EXERCISE DESCRIPTION: Look at the entries below and reproduce them exactly.

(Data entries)
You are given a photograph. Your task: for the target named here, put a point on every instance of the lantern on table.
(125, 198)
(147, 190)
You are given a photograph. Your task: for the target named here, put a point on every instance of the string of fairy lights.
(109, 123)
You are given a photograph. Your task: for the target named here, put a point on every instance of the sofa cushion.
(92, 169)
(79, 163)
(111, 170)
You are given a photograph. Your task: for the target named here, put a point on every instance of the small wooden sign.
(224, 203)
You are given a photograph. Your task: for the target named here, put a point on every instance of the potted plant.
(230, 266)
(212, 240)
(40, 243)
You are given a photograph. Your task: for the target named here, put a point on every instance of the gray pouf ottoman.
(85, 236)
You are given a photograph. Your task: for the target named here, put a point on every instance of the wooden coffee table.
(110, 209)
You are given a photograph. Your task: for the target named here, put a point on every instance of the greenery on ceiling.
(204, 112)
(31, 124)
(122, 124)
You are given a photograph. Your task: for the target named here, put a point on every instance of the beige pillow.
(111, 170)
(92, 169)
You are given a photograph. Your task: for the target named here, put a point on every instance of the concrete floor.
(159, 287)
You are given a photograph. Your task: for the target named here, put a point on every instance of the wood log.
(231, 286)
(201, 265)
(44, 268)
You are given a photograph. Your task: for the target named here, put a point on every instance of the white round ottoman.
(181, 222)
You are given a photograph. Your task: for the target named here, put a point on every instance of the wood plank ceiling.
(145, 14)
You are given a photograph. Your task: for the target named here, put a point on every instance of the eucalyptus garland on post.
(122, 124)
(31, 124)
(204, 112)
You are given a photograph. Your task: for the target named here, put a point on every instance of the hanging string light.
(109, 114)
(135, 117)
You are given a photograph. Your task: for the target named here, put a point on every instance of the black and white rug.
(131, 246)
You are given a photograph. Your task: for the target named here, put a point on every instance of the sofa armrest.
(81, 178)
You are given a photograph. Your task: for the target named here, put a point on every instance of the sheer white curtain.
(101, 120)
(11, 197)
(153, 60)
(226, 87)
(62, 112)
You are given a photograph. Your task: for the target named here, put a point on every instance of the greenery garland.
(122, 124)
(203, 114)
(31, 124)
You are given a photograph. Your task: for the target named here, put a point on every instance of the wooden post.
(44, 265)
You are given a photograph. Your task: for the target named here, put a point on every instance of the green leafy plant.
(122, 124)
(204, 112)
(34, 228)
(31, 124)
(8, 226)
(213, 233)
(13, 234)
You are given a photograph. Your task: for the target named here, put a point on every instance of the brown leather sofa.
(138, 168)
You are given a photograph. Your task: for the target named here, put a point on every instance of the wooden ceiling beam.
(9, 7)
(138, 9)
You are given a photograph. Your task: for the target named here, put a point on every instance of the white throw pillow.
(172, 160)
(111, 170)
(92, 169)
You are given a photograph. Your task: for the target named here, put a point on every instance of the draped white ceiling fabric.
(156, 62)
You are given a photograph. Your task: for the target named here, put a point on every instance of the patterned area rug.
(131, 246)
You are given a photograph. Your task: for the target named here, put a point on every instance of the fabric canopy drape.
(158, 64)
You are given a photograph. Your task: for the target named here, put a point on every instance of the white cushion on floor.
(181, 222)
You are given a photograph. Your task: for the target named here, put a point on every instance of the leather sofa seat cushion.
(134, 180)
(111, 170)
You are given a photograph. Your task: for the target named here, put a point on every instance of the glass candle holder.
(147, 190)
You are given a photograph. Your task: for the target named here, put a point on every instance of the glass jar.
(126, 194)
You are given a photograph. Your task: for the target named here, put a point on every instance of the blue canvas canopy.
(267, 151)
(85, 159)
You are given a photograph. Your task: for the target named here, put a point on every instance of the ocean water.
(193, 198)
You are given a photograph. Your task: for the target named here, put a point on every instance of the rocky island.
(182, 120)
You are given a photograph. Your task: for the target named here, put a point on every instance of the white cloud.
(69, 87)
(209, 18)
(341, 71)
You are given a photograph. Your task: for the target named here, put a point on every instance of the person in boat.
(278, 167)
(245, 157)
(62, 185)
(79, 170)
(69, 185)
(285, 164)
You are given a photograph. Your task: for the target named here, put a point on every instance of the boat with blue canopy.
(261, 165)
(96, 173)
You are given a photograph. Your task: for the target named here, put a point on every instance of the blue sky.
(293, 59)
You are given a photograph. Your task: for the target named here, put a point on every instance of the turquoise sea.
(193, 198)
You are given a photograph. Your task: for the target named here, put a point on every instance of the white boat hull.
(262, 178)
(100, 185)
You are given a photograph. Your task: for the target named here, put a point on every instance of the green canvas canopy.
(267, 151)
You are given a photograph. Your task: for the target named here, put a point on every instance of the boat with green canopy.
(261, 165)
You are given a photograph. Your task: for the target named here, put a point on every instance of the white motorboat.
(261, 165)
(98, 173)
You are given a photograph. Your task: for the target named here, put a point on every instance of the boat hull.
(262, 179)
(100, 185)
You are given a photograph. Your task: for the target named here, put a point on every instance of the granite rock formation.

CORRECT ANSWER:
You are given a photograph. Your task: for the target named here, put a point on every instance of the lantern on table.
(125, 198)
(147, 190)
You are given a photograph. Your task: for the target named here, put a point on every instance of the string of fairy lights.
(109, 123)
You are given a photograph. Your task: for the target named here, put a point on every instance of the sofa cushion.
(92, 169)
(79, 163)
(111, 170)
You are given a photograph. Your task: for the target named here, put a point on every instance of the small wooden sign.
(224, 203)
You are given a photograph. Your task: for the target named here, put a point on every instance of the potted plant.
(230, 266)
(212, 240)
(40, 243)
You are given a photograph. Your task: for the target named here, put a point on every instance of the gray pouf ottoman.
(85, 236)
You are given a photograph. Your task: for the target named here, put a point on every instance of the wooden coffee table.
(110, 209)
You are given a photograph. Your task: for the target named here, put a point on every instance of the greenery on ceiling.
(204, 112)
(31, 124)
(122, 124)
You are given a photograph. Your task: for the target named here, put a point on every instance of the beige pillow.
(111, 170)
(92, 169)
You are given a photograph. Your task: for the target named here, put a point on every instance of the concrete floor.
(159, 287)
You are given a photograph. Your task: for the target named here, put a point on every instance of the wood log.
(231, 286)
(201, 265)
(44, 268)
You are given a photograph. Your task: for the target named here, put a point on every instance of the white round ottoman.
(181, 222)
You are given a photograph. Your task: for the target named here, put a point on every instance of the wood plank ceiling.
(145, 14)
You are given a photograph. Your task: for the target named here, put a point on every instance of the eucalyptus garland on post.
(122, 124)
(31, 124)
(204, 112)
You are given a photograph. Your task: for the target named here, put a point on every instance of the hanging string light.
(109, 114)
(135, 117)
You are given a photograph. Your task: for the target named here, put a point on every instance of the black and white rug.
(131, 246)
You are given a photograph. Your task: for the target named here, put a point on every instance of the sofa armrest.
(81, 178)
You are given a photograph. Your task: for the target named here, put a point on every instance of the sheer white curtain.
(101, 120)
(11, 197)
(153, 60)
(226, 87)
(62, 112)
You are given a photograph. Your task: for the target named here, put a point on every instance of the greenery garland.
(122, 124)
(203, 114)
(31, 124)
You are given a photograph. Your task: for the target named here, put a point on every instance of the wooden post.
(44, 265)
You are given a photograph. Your task: for the target named here, put a point on every instance of the green leafy plant.
(122, 124)
(204, 112)
(34, 228)
(31, 124)
(8, 226)
(213, 233)
(13, 234)
You are given a photograph. Your task: for the target named here, put a point on every instance of the brown leather sofa.
(138, 168)
You are given a photograph. Your task: for the target named here, put a point on every instance of the wooden ceiling beam.
(9, 7)
(138, 9)
You are given a photograph. Your task: for the target named here, put a point on every instance of the white throw pillow.
(172, 160)
(111, 170)
(92, 169)
You are given a photograph. Your task: for the target named here, put a point on every instance of the draped white ceiling fabric.
(156, 62)
You are given a photograph. Your task: for the target named here, put a point on every instance of the patterned area rug.
(131, 246)
You are given a photograph. Your task: for the target named here, put a point on every instance of the fabric canopy drape.
(158, 64)
You are given a photograph. Your task: for the target named here, put a point on every instance of the white cushion on floor.
(181, 222)
You are given a photograph. Your task: for the target named here, put a point on every instance of the leather sofa seat cushion.
(134, 180)
(111, 170)
You are given a photograph. Your task: for the target named here, put a point on every instance of the glass candle holder.
(147, 190)
You are given a photograph. Your task: for the target named here, put a point on every instance of the glass jar.
(126, 194)
You are given a photograph. Your task: for the target named here, put a point on every instance of the blue canvas canopy.
(267, 151)
(85, 159)
You are given a photograph. Your task: for the target named here, put a point on every instance of the ocean water.
(193, 198)
You are given a photograph. Your task: for the target named here, put a point on every instance of the rocky island.
(182, 120)
You are given a photograph. Your task: for the target named here, put a point on every instance of the white cloud.
(69, 87)
(209, 18)
(341, 71)
You are given a photograph. Your task: for the target named here, put a point on every instance of the person in boat.
(278, 167)
(245, 157)
(62, 185)
(79, 170)
(69, 185)
(285, 164)
You are given a photograph. Your task: for the target named here, put a point on every instance of the boat with blue canopy.
(261, 165)
(96, 173)
You are given a photograph. Your task: for the target named here, put a point on every instance of the blue sky.
(293, 59)
You are given a photograph. Your task: for the target named here, put a point on every instance of the turquoise sea.
(193, 198)
You are given a photograph. Your task: for the target named here, put a point on every instance of the white boat hull.
(262, 178)
(100, 185)
You are given a photograph. Your task: for the target named here, put a point on every instance of the green canvas canopy.
(267, 151)
You are given a photograph. Your task: for the target named here, put a point on every instance of the boat with green canopy.
(261, 165)
You are given a photograph. Your task: for the target named here, put a point on every instance of the white motorboat.
(261, 165)
(98, 173)
You are given a photograph. Your task: for the target named here, put a point on every instance of the boat hull.
(262, 179)
(100, 185)
You are given a photograph. Your task: for the target named here, put a point on every instance of the granite rock formation.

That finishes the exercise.